►

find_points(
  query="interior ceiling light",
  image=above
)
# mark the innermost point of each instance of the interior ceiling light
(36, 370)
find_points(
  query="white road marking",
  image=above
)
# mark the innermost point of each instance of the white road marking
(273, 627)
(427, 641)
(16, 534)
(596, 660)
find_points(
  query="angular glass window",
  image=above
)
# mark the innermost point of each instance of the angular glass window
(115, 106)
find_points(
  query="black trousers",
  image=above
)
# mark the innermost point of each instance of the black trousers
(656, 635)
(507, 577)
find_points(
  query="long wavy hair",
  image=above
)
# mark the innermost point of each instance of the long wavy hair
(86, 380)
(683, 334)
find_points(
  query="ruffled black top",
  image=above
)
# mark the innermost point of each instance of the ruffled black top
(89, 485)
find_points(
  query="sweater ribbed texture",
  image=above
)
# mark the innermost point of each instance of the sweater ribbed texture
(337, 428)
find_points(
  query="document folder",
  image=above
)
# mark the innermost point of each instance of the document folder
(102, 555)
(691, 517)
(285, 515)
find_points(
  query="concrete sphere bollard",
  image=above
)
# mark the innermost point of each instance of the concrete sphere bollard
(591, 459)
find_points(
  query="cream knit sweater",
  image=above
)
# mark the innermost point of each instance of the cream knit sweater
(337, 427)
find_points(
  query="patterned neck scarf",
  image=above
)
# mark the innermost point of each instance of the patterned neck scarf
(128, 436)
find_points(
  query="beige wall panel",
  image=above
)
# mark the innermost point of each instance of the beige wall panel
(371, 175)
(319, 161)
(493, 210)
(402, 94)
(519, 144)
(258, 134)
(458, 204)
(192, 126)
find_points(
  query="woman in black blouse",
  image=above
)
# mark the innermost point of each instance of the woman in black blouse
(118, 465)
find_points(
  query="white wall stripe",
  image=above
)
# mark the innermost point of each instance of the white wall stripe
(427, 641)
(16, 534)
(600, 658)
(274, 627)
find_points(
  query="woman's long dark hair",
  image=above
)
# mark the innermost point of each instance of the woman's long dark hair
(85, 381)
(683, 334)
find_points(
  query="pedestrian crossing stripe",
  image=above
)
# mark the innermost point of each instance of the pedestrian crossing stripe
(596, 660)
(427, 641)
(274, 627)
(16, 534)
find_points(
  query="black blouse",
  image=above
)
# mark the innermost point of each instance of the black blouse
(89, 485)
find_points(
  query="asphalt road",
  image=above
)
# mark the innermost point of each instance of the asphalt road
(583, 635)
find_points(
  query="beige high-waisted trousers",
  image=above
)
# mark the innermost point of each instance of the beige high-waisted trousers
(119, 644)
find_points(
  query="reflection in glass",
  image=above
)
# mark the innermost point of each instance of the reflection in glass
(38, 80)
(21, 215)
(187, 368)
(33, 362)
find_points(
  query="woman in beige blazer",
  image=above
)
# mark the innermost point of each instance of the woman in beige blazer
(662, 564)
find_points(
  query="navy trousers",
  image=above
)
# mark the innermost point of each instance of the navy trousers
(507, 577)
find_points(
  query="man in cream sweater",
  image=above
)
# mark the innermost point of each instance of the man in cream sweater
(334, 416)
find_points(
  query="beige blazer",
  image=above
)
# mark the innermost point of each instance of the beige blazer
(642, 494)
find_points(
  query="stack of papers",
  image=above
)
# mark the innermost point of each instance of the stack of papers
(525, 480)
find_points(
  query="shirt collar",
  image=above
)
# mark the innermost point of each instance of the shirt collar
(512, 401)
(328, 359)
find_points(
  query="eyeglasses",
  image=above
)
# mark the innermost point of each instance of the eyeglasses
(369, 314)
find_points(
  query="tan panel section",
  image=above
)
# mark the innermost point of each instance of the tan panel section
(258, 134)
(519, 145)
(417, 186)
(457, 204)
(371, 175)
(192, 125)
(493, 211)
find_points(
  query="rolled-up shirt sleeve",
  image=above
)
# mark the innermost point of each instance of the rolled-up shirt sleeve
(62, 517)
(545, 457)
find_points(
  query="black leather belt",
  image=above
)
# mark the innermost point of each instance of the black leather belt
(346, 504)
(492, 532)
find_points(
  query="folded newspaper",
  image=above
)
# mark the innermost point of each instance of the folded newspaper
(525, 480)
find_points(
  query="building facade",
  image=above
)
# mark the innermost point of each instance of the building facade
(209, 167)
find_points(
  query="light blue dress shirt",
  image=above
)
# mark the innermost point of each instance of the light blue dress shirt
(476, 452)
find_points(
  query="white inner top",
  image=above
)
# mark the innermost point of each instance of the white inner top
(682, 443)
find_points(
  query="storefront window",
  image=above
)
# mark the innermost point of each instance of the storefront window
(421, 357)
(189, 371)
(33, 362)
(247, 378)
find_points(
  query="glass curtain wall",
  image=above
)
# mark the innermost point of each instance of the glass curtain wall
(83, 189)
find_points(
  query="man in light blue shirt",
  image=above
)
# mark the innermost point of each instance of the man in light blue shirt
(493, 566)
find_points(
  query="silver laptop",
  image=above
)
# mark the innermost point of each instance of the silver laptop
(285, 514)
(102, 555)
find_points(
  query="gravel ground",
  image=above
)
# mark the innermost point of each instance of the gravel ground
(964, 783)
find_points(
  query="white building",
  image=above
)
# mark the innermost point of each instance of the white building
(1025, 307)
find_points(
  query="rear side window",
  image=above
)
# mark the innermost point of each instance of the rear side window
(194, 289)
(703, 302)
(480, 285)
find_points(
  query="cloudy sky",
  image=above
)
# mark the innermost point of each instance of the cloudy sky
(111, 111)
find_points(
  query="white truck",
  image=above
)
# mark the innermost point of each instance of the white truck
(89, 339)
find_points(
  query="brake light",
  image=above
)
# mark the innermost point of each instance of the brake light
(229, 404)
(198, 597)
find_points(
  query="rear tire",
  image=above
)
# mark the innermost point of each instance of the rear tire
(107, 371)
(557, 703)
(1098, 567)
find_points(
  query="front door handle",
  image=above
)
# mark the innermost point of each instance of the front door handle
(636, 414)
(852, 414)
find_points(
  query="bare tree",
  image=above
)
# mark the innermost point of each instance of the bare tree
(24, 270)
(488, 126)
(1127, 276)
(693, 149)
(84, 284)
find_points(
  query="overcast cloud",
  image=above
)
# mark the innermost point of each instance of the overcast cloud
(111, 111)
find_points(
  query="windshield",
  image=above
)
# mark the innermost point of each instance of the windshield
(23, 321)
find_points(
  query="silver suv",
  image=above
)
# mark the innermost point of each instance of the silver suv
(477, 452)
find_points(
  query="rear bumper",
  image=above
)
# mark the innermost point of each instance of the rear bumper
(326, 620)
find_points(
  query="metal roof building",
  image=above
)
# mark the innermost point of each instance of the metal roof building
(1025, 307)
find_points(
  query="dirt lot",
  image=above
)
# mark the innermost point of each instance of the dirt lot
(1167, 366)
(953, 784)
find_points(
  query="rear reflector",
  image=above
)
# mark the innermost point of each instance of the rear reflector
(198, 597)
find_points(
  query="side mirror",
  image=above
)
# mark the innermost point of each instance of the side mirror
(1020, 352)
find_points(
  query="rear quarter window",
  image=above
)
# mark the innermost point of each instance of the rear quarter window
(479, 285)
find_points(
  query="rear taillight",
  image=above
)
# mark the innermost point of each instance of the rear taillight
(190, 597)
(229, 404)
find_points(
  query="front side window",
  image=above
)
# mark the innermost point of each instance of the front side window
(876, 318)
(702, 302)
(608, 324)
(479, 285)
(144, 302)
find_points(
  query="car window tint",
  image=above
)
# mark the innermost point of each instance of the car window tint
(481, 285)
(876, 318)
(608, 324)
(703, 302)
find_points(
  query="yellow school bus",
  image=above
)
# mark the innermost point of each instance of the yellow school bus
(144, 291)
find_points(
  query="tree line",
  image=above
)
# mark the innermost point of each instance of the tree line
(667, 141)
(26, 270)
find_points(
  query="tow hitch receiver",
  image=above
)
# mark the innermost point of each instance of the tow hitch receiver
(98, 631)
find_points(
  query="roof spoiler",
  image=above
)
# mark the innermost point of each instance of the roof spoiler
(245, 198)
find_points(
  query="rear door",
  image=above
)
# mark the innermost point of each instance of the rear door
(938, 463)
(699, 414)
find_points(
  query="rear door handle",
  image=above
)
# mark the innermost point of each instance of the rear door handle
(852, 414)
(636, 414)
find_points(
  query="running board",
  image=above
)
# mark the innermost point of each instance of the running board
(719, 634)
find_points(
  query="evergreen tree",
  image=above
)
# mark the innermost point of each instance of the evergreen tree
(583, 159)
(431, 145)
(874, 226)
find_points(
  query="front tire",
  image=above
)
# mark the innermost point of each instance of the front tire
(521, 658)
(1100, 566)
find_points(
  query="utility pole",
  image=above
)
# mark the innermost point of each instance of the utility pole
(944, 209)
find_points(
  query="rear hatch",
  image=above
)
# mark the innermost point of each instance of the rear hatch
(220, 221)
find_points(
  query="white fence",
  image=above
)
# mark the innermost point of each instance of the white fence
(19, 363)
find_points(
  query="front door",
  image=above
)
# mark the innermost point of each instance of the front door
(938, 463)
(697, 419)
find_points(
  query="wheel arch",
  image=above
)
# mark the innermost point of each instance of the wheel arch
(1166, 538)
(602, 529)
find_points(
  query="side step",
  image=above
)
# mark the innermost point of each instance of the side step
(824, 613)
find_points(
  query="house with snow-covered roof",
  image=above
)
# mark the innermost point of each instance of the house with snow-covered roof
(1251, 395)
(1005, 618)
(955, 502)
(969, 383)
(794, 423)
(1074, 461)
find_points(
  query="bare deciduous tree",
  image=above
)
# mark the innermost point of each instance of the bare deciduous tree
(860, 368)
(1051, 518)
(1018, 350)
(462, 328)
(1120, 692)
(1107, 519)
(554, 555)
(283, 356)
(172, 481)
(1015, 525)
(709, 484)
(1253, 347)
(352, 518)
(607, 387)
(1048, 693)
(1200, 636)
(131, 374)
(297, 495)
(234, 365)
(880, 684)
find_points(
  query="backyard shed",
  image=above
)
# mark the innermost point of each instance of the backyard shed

◄

* [EXERCISE INSTRUCTIONS] Lines of the listing above that contain the word "backyard" should all be returned.

* [OUTPUT BELOW]
  query="backyard shed",
# mark the innermost point of each instance of the backyard shed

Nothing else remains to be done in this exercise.